_Selected extract_.
---

INTERVIEWS, REVIEWS & RELATED ARTICLES
Wired MAY 19, 2008 - by Steven Leckart
15TH ANNIVERSARY: THE BRIAN ENO REVOLUTION
When Brian Eno landed on our May 1995 cover, he proclaimed: "Gossip is philosophy." Since then, his name has appeared in sixteen issues, and today the "prototypical Renaissance 2.0 artist" is as busy as ever. He co-produced Coldplay's album Viva La Vida (out in June), composed the score for Will Wright's mega-game Spore (due in September), and is working on new stuff with U2 and David Byrne. We pinged him for some fresh dirt.
Wired: At the showing of 77 Million Paintings in San Francisco, people would see other people lying on the ground of the exhibit hall, and then either join in or stand off to the side. Had this been another artist's exhibit you were attending, would you lie down in the thick of it or stand in the back, and why?
Eno: The horizontal participation was unusual: I normally provide seating so that people can sit, which they sometimes do for hours and hours. I tried lying down on my back but didn't find it comfortable - got a stiff neck - so I ended up at the back of the room. I don't usually prefer to be in the thick of it, wherever that is, unless the thickness is part of the point. In a cinema, for example, I try to find a seat away from anyone else. Some experiences benefit from being communal, others are best enjoyed solitarily.
It always surprises me that in most galleries there are few provisions for people who might want to stay for longer than a cursory glance. The assumption is that people visit galleries like sightseers - a quick glance, read the label, and then you're away. You aren't expected to stand in front of one painting for very long before you move onto the next thing. My shows aren't like that - partly because there isn't a "next thing." I want to encourage people to stay in one place for a while.
One of the things I enjoy about my shows is that they produce a type of behavior I haven't seen before - lots of people sitting quietly watching something that has no story, few recognizable images, and changes very slowly. It's somewhere between the experience of painting, cinema, music, and meditation. I've noticed two things: If you make something that is the right slowness, people are very happy to slow themselves down to meet it. And if you accompany that with music which is the right quietness, people are happy to quiet themselves down to listen to it. I dispute the assumption that everyone's attention span is getting shorter: I find people are begging for experiences that are longer and slower, less "dramatic" and more sensual.
Wired: During your chat with Kevin Kelly for the cover of Wired in 1995, you suggested the future of music might be something on the "cusp between music, game and demonstration." Are 77 Million Paintings and Spore, essentially, the clearest manifestations, thus far, of what you were envisioning?

---

_Provided material_.
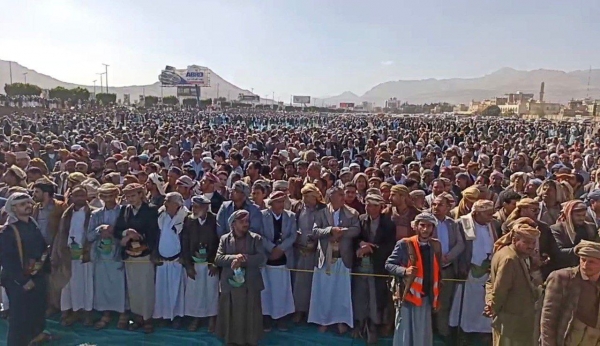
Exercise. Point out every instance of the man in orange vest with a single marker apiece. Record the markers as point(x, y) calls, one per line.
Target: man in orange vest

---

_What you need to do_.
**A)** Please answer these questions from the Brian Eno interview:
(i) Which issue's cover did Eno appear on?
(ii) Where did Eno end up after he tried lying on his back?
(iii) According to Eno, what kind of experiences are people begging for?
**B)** From the Brian Eno interview, extract the passage between "It always surprises" and "for a while.", inclusive.

_Results by task_.
**A)**
(i) The May 1995 cover.
(ii) At the back of the room.
(iii) Experiences that are longer and slower, less "dramatic" and more sensual.

**B)**
It always surprises me that in most galleries there are few provisions for people who might want to stay for longer than a cursory glance. The assumption is that people visit galleries like sightseers - a quick glance, read the label, and then you're away. You aren't expected to stand in front of one painting for very long before you move onto the next thing. My shows aren't like that - partly because there isn't a "next thing." I want to encourage people to stay in one place for a while.